Sabïre possède un parcours quelque peu étrange, voire un peu surréaliste. Formé au Canada par le multi-instrumentiste et chanteur Scarlett Monastyrski en 2010, il lui faudra de nombreuses années pour réussir à sortir des méandres du rock business et nous proposer un premier EP, Gates Ajar, en 2018. Six ans plus tard, la formation basée un temps en Australie mais finalement de retour à son pays d’origine, nous offre enfin un magnifique premier album de glam rock, intitulé Jätt, sur le label français nordiste Listenable Records. Il en ressort une œuvre personnelle de la part d’un artiste à la sensibilité accrue. [Entretien avec Scarlett Monastyrski (chant, guitares, basse, claviers) par Pascal Beaumont/Laurent Machabanski – Photos : DR]
En 2020, tu as eu l’opportunité de tourner sur le Vieux Continent à l’occasion du « Europe Under The Whip ». Comment as-tu appréhendé ces dates ?

Extrait d'un jeu de données:

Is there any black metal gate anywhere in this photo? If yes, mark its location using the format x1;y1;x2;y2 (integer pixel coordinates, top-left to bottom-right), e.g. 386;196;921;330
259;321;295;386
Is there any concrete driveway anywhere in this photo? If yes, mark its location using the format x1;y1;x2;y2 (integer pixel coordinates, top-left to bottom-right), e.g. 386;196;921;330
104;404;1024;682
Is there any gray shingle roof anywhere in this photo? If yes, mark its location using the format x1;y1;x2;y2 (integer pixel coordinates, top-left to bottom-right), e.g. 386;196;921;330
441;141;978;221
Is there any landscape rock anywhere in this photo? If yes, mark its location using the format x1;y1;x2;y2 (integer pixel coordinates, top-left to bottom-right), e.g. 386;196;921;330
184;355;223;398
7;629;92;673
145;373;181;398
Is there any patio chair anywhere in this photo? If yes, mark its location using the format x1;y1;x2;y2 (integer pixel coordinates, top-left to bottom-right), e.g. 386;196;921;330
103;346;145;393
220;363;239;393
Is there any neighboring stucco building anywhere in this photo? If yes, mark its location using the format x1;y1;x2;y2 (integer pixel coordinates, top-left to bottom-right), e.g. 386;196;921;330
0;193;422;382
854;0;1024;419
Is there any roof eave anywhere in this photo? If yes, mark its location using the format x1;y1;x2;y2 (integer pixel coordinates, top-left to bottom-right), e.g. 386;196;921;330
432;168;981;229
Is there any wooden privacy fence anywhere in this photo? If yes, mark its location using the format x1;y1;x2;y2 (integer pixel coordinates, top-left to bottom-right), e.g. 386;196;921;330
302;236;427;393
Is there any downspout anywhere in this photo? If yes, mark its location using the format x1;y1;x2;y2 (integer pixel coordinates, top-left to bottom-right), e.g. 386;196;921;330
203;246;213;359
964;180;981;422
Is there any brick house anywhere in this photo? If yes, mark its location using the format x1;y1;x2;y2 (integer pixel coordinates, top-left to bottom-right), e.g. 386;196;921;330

Objectif visé:
Selon le segment du document, sur quel label Sabïre a-t-il sorti son premier album, Jätt ?

Réponse complète:
Sur le label français nordiste Listenable Records.